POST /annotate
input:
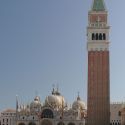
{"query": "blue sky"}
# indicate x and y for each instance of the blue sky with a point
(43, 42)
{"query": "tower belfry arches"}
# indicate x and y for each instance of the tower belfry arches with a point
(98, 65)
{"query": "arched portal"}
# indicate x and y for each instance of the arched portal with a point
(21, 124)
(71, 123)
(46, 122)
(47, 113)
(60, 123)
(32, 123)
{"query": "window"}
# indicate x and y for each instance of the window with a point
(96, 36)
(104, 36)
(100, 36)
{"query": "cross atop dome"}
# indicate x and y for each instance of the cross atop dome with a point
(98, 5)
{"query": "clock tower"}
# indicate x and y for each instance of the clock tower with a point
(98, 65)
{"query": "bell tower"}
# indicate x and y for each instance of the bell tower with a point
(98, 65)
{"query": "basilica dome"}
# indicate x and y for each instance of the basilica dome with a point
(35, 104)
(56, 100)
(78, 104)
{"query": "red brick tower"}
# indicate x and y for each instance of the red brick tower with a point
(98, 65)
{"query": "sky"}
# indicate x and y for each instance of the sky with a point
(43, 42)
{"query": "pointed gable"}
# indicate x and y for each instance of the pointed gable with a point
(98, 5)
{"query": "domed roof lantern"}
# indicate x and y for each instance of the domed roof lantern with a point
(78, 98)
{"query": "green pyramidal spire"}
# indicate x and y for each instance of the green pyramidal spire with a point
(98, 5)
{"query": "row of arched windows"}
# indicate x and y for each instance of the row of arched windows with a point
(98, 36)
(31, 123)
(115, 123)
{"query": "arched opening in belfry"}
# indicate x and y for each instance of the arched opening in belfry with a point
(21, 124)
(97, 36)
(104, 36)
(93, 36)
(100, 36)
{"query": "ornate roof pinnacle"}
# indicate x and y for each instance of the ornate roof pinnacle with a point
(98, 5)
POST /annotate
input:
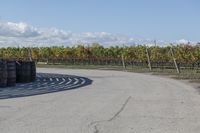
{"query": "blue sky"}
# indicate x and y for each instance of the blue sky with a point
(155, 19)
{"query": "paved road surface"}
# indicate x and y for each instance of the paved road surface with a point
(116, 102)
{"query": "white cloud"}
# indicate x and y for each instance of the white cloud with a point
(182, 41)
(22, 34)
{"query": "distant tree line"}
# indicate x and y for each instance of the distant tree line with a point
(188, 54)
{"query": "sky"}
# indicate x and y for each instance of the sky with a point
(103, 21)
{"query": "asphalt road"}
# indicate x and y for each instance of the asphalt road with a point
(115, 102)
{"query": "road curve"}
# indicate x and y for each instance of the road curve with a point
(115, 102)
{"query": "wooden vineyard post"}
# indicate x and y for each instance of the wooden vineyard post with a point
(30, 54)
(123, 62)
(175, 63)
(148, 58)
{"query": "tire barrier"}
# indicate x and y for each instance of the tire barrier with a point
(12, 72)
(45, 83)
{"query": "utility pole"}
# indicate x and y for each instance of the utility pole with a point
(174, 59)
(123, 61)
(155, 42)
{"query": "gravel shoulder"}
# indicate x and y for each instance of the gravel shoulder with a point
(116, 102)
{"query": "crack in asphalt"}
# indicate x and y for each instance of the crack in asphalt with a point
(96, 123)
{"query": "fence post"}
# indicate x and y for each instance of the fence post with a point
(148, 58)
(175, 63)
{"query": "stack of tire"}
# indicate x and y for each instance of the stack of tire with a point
★ ★ ★ ★
#### [PROBLEM DESCRIPTION]
The expected answer holds each line from the listing above where the string "stack" is present.

#### [SOLUTION TO THE PROBLEM]
{"query": "stack of tire"}
# indicate x and y for each instance of the stack of tire with a point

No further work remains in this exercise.